YOUR GOAL
Copy each line of the data below in which the word "with" can be found.

(GIVEN DATA Opens)

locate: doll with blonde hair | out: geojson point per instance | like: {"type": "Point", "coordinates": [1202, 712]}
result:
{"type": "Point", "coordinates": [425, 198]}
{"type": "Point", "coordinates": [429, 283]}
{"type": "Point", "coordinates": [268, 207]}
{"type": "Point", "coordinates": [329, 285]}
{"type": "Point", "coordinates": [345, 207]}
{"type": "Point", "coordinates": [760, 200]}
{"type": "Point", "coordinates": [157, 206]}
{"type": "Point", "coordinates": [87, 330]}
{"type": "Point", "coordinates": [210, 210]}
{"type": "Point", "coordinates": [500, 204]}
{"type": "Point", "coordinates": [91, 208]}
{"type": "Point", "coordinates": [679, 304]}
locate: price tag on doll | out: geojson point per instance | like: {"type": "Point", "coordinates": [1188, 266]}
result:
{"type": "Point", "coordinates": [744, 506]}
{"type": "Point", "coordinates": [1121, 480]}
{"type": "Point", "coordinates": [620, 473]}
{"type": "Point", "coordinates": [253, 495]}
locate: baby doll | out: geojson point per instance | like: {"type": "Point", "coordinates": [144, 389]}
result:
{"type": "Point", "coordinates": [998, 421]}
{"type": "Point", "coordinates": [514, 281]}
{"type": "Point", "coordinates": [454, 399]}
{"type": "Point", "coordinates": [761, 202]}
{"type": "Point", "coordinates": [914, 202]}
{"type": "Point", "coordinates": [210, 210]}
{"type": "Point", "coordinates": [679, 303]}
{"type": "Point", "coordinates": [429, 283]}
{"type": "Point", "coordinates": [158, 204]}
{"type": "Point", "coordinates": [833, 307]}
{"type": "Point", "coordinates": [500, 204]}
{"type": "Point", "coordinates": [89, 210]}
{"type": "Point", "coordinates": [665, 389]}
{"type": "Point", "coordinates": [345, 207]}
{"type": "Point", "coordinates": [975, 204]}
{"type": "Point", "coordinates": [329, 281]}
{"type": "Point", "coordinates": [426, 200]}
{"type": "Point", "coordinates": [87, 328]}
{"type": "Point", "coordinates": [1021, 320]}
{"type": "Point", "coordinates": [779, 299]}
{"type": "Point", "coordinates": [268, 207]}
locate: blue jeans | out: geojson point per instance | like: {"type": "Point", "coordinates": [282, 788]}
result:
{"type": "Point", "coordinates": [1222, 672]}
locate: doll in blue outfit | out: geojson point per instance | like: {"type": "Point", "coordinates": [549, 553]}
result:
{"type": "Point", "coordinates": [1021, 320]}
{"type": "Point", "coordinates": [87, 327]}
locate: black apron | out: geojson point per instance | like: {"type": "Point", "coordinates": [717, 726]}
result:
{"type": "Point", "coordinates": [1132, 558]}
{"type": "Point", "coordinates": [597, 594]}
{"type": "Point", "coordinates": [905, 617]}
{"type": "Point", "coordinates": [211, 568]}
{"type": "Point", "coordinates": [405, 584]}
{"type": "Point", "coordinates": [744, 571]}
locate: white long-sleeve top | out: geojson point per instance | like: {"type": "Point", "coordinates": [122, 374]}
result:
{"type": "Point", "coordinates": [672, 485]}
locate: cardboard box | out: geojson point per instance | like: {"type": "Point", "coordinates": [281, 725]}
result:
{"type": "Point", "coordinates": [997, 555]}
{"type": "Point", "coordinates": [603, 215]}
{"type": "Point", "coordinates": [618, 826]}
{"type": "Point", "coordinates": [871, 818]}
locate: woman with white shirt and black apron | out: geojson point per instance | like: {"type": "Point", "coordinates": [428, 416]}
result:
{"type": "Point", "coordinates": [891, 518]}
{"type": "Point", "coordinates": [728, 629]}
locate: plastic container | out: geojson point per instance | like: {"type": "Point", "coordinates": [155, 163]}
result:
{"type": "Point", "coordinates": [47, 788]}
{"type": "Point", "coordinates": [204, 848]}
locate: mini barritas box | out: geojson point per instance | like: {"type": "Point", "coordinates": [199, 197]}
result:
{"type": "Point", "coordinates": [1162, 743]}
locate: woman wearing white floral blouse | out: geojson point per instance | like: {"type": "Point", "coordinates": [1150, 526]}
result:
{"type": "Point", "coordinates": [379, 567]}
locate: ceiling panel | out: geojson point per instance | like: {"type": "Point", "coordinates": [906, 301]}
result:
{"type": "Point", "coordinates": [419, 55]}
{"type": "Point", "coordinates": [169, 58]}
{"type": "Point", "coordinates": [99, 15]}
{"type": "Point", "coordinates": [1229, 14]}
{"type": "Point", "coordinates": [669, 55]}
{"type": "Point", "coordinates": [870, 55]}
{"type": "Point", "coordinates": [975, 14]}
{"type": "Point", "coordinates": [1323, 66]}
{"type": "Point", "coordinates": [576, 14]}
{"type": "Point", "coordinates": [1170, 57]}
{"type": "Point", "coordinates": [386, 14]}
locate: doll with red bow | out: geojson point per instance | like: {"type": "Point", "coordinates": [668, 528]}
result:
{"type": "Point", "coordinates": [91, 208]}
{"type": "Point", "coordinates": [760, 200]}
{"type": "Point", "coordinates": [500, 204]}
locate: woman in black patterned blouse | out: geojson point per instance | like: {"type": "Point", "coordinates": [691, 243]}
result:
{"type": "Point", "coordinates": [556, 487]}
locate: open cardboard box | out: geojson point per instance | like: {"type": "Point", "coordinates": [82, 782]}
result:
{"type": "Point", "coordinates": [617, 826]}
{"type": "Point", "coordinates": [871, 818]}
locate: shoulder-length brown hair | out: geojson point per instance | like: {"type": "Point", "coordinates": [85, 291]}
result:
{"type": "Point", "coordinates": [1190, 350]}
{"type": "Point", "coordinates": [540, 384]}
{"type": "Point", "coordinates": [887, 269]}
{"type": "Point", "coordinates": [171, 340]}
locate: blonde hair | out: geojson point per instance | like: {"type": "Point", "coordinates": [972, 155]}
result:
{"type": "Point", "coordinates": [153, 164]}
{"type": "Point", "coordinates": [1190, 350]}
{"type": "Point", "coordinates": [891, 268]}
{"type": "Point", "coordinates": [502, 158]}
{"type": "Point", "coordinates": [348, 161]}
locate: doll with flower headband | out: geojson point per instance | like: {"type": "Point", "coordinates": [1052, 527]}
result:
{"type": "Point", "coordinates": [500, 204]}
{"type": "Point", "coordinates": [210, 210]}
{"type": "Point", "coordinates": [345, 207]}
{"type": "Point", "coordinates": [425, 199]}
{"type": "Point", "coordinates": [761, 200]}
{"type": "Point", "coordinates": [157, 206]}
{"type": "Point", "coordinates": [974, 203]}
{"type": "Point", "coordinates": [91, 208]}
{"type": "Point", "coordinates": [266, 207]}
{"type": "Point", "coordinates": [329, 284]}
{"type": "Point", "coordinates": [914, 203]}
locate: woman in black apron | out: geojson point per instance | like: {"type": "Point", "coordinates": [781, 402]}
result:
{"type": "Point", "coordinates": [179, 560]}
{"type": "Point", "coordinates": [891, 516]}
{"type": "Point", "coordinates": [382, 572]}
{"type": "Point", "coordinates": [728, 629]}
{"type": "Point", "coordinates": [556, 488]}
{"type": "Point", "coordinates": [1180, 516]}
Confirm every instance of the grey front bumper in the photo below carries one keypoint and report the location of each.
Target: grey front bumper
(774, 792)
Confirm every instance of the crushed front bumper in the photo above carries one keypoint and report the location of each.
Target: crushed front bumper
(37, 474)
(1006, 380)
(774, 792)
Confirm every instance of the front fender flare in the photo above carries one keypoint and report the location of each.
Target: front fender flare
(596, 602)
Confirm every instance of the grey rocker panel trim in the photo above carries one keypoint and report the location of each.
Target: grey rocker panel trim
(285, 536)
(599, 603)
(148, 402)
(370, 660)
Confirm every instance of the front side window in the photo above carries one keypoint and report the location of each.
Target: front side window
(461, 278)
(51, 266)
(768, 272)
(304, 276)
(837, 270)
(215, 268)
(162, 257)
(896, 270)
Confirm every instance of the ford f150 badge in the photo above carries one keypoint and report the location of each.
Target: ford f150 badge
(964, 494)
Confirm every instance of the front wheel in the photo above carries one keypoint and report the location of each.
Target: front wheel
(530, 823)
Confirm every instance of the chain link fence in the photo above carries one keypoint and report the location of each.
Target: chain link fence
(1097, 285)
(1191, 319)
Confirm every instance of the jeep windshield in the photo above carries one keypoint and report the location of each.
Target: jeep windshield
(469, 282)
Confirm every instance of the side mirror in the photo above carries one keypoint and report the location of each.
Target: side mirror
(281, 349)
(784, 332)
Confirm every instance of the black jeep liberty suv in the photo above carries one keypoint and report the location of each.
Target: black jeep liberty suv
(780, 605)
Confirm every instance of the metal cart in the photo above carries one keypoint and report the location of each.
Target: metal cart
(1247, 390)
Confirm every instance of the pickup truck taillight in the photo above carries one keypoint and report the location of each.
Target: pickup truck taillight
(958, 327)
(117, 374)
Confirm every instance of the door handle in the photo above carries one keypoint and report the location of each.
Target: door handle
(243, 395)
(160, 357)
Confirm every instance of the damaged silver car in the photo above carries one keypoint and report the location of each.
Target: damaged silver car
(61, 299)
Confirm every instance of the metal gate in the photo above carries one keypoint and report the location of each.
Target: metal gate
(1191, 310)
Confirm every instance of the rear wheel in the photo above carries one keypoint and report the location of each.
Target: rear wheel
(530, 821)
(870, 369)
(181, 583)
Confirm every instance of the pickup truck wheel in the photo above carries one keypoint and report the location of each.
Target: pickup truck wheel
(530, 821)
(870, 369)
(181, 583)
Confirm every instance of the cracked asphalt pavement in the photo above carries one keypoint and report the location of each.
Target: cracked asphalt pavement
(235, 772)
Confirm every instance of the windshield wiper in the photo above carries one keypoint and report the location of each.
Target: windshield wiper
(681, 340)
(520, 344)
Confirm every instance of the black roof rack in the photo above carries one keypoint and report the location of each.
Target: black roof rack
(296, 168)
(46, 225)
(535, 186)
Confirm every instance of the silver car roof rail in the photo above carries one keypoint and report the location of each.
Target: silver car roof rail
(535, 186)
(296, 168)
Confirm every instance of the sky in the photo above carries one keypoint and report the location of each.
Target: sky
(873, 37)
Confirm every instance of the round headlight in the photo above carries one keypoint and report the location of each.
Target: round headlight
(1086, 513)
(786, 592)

(GIVEN DATA Closes)

ANSWER SPACE
locate: doll with blonde hair | out: geojson point per instance | like: {"type": "Point", "coordinates": [1202, 712]}
locate: woman with white shirt and black apron | out: geojson point per instance | like: {"type": "Point", "coordinates": [428, 416]}
locate: doll with red bow | out: geojson point per instance | like: {"type": "Point", "coordinates": [668, 528]}
locate: doll with flower headband | out: geojson point per instance | like: {"type": "Point", "coordinates": [1052, 527]}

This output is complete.